* **What is being asked**
Would you transcribe the line that holds "positive clicks: (276, 114) (212, 127)", plus every line beneath it through the end of the data, exactly and with nothing added?

Saved data entries
+-------+
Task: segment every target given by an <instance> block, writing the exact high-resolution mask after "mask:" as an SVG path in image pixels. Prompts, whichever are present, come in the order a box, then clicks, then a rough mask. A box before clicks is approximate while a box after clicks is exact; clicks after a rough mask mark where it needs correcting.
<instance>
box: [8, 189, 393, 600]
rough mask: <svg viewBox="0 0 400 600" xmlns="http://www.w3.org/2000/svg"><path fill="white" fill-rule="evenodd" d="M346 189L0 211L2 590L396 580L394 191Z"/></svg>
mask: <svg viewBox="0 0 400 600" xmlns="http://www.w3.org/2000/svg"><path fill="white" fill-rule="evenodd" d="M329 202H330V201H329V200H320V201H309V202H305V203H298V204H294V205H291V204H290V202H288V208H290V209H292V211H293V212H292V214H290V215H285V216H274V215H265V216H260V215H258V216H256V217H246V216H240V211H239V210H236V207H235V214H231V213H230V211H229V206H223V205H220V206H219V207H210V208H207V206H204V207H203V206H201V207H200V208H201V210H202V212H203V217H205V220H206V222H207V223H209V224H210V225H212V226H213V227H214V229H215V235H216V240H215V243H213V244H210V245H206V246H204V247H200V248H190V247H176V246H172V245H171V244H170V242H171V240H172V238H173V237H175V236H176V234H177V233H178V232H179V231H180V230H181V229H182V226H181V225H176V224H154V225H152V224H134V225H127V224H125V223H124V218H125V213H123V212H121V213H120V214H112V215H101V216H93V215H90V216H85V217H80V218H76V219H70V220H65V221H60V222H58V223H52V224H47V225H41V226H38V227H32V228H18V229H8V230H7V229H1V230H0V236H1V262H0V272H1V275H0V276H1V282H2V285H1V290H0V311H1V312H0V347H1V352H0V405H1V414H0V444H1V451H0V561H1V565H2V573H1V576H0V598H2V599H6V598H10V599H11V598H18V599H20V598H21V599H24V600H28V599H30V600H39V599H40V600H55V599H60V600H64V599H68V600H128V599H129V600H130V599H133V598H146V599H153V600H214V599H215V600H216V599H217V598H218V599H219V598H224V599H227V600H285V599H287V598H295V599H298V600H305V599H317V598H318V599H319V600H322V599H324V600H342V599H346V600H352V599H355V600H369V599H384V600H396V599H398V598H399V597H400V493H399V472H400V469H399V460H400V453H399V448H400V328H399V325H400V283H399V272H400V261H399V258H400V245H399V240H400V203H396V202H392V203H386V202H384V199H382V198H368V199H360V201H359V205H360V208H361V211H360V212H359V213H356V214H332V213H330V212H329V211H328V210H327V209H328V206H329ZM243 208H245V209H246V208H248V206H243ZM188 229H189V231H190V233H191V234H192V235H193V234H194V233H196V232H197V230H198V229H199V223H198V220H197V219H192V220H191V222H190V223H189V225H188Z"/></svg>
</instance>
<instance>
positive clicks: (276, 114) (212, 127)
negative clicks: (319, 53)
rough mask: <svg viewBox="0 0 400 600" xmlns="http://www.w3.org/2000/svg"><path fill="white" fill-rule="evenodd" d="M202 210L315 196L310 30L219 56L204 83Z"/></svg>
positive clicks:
+-------+
* **Answer to this problem**
positive clicks: (276, 114) (212, 127)
negative clicks: (319, 53)
rough mask: <svg viewBox="0 0 400 600" xmlns="http://www.w3.org/2000/svg"><path fill="white" fill-rule="evenodd" d="M202 210L315 196L310 30L219 56L204 83Z"/></svg>
positive clicks:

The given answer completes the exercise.